Abstract
Electromagnetic wave scattering by ice particles is commonly modeled by defining representative habits, including droxtals, columns, plates, and aggregates, although actual particles in the atmosphere can be even much more complex. In this study, we examined a superspheroidal approximation method for modeling electromagnetic wave scattering by ice crystals. Superspheroid can be associated with a shape index (SI) defined by the particle volume and average projected area. Corresponding to realistic ice crystals, suitable superspheroid models with the same SI (that means, identical volume and average projected area) and aspect ratio can be identified as surrogates for optical property calculations. We systematically compared the optical properties of ice crystals and superspheroids at 33 microwave bands in the range of 3–640 GHz and at three representative visible or infrared wavelengths (0.66, 2.13, and 11 μm). It was found that the single-scattering properties of compact ice crystal habits and their superspheroidal model particles were quite close. For an aggregate with sparse distribution of elements, a superspheroid model produces relatively large errors because the aspect ratio may not be sufficient to describe a particle shape. However, the optical similarity of a superspheroid and an aggregate is still encouraging.

Task to carry out:
Which representative habits does the abstract list as commonly used when modeling electromagnetic wave scattering by ice particles? Rely only on the abstract to answer.

[Dataset entries]
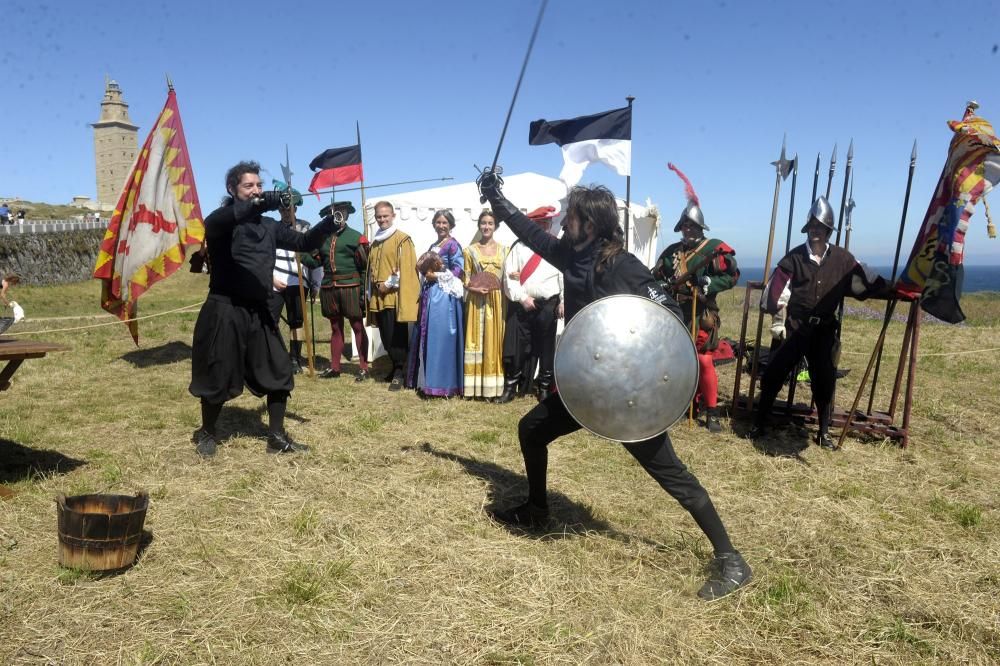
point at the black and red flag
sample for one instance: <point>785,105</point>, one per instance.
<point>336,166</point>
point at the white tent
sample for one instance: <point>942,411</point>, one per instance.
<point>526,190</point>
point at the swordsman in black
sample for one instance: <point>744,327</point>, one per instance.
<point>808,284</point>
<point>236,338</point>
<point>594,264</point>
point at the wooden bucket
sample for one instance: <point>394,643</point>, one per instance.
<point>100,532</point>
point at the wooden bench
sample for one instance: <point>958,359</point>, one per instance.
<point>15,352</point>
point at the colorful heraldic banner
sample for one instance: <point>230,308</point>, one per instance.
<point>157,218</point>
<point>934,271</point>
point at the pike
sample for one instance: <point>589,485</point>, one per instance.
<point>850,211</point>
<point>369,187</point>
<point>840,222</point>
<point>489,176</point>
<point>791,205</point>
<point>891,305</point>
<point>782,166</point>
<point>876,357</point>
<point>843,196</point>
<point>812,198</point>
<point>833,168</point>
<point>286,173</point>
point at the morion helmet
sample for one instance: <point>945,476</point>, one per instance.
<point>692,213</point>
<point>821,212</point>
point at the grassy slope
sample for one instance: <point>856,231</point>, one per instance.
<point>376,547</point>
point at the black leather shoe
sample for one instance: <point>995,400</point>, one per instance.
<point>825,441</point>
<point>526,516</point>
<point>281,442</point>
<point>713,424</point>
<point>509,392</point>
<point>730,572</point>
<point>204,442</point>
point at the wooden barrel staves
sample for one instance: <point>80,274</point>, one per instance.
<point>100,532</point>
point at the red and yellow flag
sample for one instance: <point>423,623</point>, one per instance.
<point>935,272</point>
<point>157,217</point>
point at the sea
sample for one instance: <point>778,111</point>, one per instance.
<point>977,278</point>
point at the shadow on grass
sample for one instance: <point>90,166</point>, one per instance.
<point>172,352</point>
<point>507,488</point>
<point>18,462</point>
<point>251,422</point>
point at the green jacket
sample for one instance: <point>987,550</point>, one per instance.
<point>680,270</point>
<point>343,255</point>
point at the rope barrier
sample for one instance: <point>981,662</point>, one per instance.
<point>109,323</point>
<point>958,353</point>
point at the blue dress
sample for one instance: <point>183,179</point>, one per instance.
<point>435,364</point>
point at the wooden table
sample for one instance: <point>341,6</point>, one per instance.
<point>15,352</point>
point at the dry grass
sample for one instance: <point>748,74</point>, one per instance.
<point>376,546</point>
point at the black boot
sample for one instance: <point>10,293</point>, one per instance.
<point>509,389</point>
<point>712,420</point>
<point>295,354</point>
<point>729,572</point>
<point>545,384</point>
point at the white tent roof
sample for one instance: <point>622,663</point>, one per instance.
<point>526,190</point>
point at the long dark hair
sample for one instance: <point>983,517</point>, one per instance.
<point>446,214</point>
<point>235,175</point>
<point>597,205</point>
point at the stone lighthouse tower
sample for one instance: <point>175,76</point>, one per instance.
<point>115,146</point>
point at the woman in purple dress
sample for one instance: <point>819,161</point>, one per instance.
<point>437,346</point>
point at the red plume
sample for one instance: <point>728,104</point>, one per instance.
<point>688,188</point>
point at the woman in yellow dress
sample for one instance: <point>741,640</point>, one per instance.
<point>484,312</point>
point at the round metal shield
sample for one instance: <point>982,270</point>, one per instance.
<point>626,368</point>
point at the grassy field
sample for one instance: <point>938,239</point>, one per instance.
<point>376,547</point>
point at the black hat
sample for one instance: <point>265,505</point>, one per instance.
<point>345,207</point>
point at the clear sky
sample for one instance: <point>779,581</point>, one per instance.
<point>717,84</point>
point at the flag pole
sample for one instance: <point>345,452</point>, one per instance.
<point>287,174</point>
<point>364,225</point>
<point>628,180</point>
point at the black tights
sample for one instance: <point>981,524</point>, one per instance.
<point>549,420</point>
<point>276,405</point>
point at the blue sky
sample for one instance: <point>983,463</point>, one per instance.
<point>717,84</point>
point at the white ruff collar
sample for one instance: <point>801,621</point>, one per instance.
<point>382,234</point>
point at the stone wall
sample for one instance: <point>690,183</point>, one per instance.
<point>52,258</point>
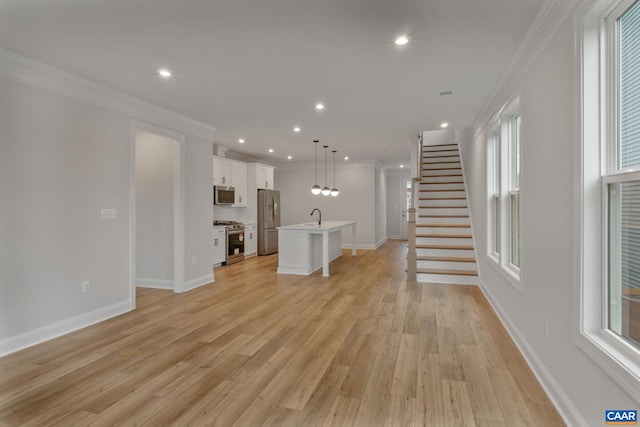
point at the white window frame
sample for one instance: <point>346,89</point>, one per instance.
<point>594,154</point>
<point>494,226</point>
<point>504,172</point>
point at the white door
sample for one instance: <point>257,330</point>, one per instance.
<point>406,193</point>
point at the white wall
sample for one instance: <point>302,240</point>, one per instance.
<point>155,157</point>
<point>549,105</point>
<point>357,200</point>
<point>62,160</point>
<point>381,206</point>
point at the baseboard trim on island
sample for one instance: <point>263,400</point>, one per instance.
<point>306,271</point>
==
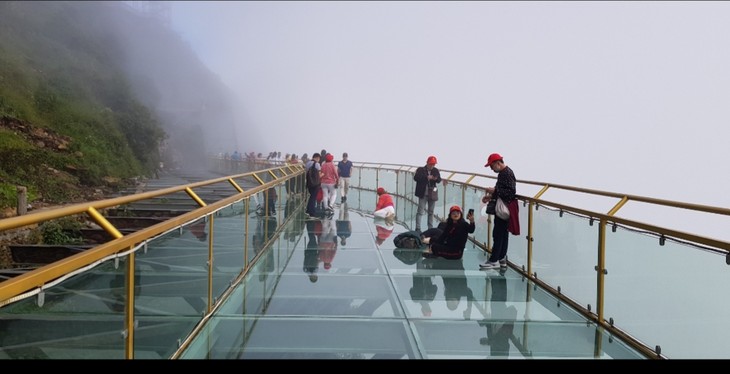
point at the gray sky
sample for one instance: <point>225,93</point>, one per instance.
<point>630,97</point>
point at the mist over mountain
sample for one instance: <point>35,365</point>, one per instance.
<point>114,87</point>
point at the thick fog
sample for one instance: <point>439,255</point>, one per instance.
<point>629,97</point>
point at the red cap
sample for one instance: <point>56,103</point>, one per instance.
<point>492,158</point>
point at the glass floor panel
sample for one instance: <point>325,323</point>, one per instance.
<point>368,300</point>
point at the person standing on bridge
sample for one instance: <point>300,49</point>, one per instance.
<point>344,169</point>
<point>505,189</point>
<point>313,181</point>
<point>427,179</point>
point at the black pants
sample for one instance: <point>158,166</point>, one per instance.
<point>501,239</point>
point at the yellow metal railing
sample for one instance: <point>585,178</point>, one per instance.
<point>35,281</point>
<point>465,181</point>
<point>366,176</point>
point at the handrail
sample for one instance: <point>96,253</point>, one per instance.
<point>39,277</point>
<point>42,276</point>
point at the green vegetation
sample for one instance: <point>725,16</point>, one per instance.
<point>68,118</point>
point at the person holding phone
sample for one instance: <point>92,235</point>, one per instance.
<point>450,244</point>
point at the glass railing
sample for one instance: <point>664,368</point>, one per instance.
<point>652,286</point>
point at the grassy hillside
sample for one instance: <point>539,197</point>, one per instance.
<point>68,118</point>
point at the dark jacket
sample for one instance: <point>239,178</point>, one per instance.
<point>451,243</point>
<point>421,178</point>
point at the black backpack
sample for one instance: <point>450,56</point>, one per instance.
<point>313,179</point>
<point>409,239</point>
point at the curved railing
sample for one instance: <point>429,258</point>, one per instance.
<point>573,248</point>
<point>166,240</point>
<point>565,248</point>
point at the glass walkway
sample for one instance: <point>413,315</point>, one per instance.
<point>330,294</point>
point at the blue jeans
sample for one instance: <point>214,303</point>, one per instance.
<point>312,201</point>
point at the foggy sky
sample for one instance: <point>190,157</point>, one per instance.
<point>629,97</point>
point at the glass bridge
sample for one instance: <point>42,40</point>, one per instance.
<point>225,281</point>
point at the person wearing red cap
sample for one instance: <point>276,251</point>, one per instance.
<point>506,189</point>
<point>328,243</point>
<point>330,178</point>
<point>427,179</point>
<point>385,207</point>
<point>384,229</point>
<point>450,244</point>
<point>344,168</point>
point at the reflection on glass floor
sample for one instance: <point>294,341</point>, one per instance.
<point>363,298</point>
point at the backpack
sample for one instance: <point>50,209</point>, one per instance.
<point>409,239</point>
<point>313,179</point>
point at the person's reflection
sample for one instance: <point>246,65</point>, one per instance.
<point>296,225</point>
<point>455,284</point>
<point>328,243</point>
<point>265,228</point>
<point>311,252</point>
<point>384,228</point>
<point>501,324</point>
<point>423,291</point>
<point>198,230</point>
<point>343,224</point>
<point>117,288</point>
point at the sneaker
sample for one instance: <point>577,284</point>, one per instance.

Final result:
Droxtals, columns, plates, and aggregates.